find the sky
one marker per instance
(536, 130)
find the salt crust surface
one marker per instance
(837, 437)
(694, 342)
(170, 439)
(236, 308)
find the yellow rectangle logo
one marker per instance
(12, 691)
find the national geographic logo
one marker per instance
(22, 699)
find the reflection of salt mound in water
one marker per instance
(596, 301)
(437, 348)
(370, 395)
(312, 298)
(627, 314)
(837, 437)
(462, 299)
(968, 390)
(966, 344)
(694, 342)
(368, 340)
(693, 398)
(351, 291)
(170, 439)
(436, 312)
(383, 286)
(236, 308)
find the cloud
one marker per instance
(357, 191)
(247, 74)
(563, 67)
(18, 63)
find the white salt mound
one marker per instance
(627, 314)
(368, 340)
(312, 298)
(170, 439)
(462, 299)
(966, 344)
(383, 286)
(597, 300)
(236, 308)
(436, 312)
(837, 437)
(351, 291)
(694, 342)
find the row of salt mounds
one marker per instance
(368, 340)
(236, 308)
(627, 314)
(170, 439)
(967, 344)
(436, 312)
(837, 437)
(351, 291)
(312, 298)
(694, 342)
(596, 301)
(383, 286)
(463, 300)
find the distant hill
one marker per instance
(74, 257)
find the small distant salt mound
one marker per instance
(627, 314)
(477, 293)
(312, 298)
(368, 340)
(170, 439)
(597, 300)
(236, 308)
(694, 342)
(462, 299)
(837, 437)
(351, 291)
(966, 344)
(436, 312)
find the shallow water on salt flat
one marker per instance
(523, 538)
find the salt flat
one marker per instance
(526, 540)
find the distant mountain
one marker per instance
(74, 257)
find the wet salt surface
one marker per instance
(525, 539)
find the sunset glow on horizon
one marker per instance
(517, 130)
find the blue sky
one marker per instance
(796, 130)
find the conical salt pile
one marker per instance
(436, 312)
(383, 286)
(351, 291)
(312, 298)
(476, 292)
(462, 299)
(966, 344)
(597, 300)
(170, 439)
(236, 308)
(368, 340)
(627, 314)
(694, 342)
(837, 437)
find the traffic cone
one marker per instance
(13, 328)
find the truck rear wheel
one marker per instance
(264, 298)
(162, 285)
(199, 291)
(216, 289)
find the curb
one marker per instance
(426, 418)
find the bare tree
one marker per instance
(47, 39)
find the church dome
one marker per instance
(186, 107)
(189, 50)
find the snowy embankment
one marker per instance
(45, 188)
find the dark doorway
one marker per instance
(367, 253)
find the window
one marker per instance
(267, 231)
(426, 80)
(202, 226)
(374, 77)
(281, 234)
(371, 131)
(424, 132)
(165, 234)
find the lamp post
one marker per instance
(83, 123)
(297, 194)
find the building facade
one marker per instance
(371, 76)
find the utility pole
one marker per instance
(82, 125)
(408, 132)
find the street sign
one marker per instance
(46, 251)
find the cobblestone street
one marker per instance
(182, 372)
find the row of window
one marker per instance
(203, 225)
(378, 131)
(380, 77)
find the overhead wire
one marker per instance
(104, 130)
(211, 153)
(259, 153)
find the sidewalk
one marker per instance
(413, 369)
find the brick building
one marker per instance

What is asked: Rescale the rows starting at the line that contains "find the cobblestone street" and ending at the last row. Write those lines out again with their requests, multiplying every point coordinate by 2.1 and rounding to a whole number, with halves rounded up.

Worked answer:
find the cobblestone street
one marker per instance
(382, 781)
find the row of window
one marker per instance
(426, 473)
(794, 275)
(798, 162)
find the overhead wire
one marker per instance
(218, 273)
(443, 321)
(544, 321)
find the sidewalk
one marker per instance
(867, 775)
find the brick building
one marker per instance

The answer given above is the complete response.